> **What the exercise asks**: Rewrite every entry below, substituting "single marker" for each occurrence of "single point" and leaving all other text as it stands. Omit the pictures from your version.

☆ ☆ ☆

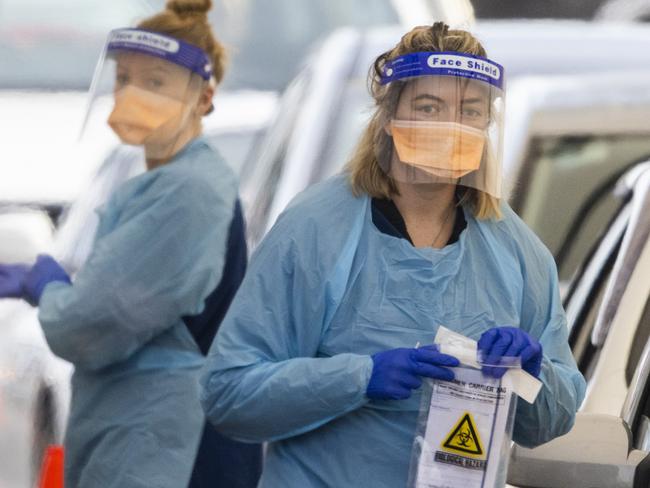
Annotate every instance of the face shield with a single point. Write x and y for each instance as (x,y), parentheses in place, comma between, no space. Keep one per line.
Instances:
(447,121)
(146,87)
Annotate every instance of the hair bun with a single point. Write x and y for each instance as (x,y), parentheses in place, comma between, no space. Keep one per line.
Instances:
(186,8)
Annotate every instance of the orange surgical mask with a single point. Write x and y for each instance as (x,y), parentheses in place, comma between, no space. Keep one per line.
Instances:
(139,113)
(443,149)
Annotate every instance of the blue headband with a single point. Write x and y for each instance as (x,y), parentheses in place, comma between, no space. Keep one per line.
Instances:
(443,64)
(165,47)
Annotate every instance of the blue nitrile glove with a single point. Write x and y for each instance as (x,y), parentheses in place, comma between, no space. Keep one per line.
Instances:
(12,278)
(397,371)
(510,342)
(45,271)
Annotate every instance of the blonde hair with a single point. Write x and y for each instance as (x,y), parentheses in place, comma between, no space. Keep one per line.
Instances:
(365,169)
(187,20)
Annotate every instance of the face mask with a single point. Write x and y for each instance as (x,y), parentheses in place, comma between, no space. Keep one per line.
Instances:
(139,113)
(443,149)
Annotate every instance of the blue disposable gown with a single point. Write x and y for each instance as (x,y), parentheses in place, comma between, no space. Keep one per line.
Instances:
(325,290)
(135,418)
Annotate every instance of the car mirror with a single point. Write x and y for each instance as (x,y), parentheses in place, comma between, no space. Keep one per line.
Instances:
(596,453)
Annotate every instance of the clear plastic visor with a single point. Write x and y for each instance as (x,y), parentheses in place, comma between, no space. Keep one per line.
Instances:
(146,101)
(445,130)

☆ ☆ ☆

> **Output of the task**:
Annotate every instance of the face shield with a single marker. Write x and y for each instance as (x,y), parentheses in place, comma between, no space. Keep one per line.
Instances:
(447,121)
(146,87)
Annotate every instance of the hair bun with a single marker. Write x and y for each instance as (x,y), parentheses in place, comma between, no space. Keep one per line.
Instances:
(186,8)
Annotate every instance of the orange surgical mask with a single marker. Write x and y for each instance as (x,y), parentheses in place, comma between, no space. Keep one per line.
Instances:
(139,113)
(443,149)
Annotate every instance of the blue headband with a single marker. Write x and y for each instance as (x,y), parentheses in place, comma between, no space. Keep one per line.
Instances:
(443,64)
(165,47)
Annotate every instance of the blue nitrile glove with a single marker. Write x and y for each instance as (x,y), parentheses in place, comma between, no space. Keep one per line.
Instances:
(12,278)
(397,371)
(510,342)
(45,271)
Annotate every instance of the blonde hair with a single marker. Write x and y for each instance as (x,y), parentheses in place, comma between, no space. Keep one per line.
Instances:
(365,169)
(187,20)
Annotate every instance of the face mask with a single marker. Write x and y for each instance as (x,y), parentheses in place, comma between, no space. Keep one per line.
Instances:
(139,113)
(443,149)
Annotate every instance of the blue disposable gown with a single marker. Write x and y for each instance as (x,y), parentheses in place, comma between, no space. Keep one per line.
Instances:
(325,290)
(135,418)
Annotate every instance of the car mirror with a single marker. Write x and y for each instance as (x,y), parentheses in place, comma between, no space. Keep one per line.
Instances:
(596,453)
Annotate every instance of the clear plastic visor with a single marker. Write x and y for each instance as (x,y), parentheses in place, comma between, no space. Keep one per line.
Instances:
(146,101)
(445,130)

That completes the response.